▸ **TASK ITEM**
Only the lines of the data holding the string "child" need to be returned.

▸ **EXERCISE INPUT**
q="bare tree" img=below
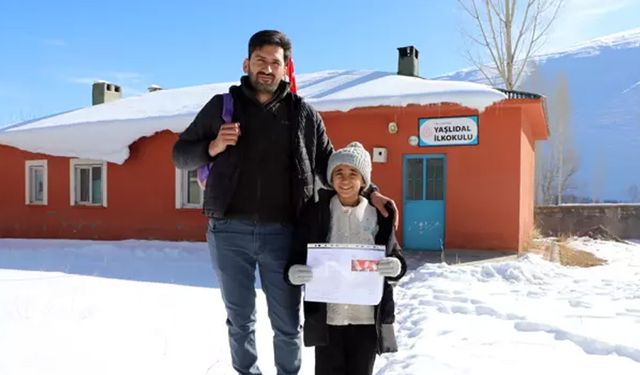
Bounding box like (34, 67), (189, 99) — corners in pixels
(550, 73), (576, 204)
(522, 67), (577, 205)
(591, 151), (607, 203)
(457, 0), (564, 90)
(537, 145), (576, 205)
(627, 184), (640, 203)
(522, 63), (553, 204)
(538, 153), (556, 205)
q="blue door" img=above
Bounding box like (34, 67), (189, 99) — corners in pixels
(403, 155), (446, 251)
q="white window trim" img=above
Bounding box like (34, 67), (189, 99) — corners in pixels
(69, 159), (108, 207)
(25, 160), (48, 205)
(175, 168), (203, 209)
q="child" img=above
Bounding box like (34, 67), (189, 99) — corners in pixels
(286, 142), (406, 375)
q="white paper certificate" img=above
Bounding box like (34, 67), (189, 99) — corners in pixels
(304, 243), (386, 305)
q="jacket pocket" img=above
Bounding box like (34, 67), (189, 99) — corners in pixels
(209, 217), (230, 230)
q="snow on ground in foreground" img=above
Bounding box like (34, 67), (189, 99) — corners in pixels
(0, 238), (639, 375)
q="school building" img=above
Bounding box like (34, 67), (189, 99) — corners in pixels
(0, 47), (548, 252)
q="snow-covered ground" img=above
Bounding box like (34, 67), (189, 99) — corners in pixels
(1, 238), (639, 374)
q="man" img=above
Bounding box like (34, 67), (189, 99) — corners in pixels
(172, 30), (396, 375)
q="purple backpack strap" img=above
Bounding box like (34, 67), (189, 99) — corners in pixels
(222, 93), (233, 123)
(197, 91), (234, 188)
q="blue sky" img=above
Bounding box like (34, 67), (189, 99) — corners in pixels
(1, 0), (639, 126)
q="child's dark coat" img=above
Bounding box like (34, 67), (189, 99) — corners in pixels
(286, 189), (407, 354)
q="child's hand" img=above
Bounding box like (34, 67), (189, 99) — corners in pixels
(288, 265), (313, 285)
(377, 257), (401, 278)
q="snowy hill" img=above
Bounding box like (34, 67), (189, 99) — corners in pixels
(438, 28), (640, 201)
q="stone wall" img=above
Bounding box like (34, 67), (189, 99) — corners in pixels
(535, 205), (640, 239)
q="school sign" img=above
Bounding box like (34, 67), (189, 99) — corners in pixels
(418, 116), (479, 147)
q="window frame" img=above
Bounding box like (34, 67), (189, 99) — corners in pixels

▸ **EXERCISE RESPONSE**
q="child" img=above
q="child's dark coat" img=above
q="child's hand" img=above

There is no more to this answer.